Transcribe every line of the listing below without any deviation.

* start *

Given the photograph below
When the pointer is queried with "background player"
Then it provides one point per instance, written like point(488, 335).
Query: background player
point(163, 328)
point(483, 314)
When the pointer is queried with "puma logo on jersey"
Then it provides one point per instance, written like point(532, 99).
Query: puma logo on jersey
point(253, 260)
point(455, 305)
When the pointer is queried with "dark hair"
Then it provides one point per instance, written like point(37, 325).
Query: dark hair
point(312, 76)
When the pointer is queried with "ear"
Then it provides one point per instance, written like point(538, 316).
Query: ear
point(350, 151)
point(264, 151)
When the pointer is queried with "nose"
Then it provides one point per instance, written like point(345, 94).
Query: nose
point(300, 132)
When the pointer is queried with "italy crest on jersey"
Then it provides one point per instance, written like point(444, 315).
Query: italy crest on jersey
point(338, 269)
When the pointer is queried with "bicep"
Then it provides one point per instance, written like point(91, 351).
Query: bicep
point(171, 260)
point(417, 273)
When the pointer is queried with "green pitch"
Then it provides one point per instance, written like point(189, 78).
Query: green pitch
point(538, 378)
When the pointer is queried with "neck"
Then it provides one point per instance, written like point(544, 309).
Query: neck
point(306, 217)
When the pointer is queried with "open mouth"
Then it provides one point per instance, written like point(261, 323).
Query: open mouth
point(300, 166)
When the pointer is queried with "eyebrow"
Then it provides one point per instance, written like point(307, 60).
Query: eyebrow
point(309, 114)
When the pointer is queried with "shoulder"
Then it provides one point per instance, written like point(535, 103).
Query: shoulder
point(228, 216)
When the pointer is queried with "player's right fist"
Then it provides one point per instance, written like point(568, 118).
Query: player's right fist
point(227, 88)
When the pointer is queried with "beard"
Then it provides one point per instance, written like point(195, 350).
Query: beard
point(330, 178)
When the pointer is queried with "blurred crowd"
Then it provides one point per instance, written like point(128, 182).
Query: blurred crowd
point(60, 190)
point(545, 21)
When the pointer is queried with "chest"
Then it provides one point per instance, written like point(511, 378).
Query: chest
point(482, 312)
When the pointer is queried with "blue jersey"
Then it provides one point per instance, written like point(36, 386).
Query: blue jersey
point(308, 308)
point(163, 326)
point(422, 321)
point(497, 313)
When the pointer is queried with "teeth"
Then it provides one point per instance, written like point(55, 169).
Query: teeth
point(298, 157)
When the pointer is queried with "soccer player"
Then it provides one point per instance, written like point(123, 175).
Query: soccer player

* end *

Solution for this exercise:
Given the photograph below
When the pointer is queried with "background player"
Then it provides one point per instance, written like point(488, 335).
Query: background player
point(163, 328)
point(483, 314)
When the pointer is queried with "puma logo on jersey"
Then it provides one point per instance, written like point(532, 99).
Query: puma logo on jersey
point(253, 260)
point(455, 305)
When the pointer is queried with "dark hair"
Then it provides one point per instance, written like point(37, 325).
Query: dark hair
point(312, 76)
When the pointer is queried with "ear"
Then it provides one point per instance, written like point(538, 316).
Query: ear
point(350, 151)
point(264, 151)
When the pointer is queried with "nose"
Then it provides one point per instance, written like point(345, 94).
Query: nose
point(300, 132)
When the pointer is queried with "italy crest on jersey"
Then it provides one point per instance, written like point(444, 315).
Query: italy crest on jersey
point(338, 269)
When the pointer is queried with "bicep"
Then it provides one point per instance, written like point(91, 351).
Query: bicep
point(171, 260)
point(417, 273)
When the pointer is queried with "green pitch"
Then it provides one point per instance, written like point(189, 78).
Query: green pitch
point(538, 378)
When the pointer is queried with "neck"
Then it provides one point per instance, written like point(544, 309).
Query: neck
point(306, 217)
When the pointer is queried with "open mouth"
Then it provides one point per instance, written like point(261, 323).
Query: open mouth
point(300, 166)
When the pointer is queried with "eyebrow"
Then it provides one point per instance, written like point(307, 60).
Query: eyebrow
point(309, 114)
When the pointer is queried with "shoulder"
Then it provides one point per instance, written like point(535, 103).
Query: shoulder
point(228, 216)
When the pointer is queried with "player's right fist"
Then it provides one point per instance, written like point(568, 118).
Query: player's right fist
point(227, 88)
When the pointer is queried with "beard"
Then it provides one point per instance, written like point(195, 350).
Query: beard
point(330, 178)
When the pointer is queried with "blurred crowd"
Then it provides one point per instance, written like point(128, 182).
Query: blurred crowd
point(60, 190)
point(545, 21)
When the pointer is queried with "chest"
Then it provides one point per instance, written like point(511, 378).
Query: chest
point(482, 312)
When the pointer is queried with "blue jersey"
Then it provides one point per instance, written like point(36, 386).
Query: blue jersey
point(308, 308)
point(163, 326)
point(422, 321)
point(497, 313)
When the pointer is queried with "teeth"
Then it provides one point per instance, written like point(55, 169).
Query: teeth
point(298, 157)
When the pointer is queried with "soccer player"
Then it provides one point per instance, written like point(123, 175).
Query: soccer player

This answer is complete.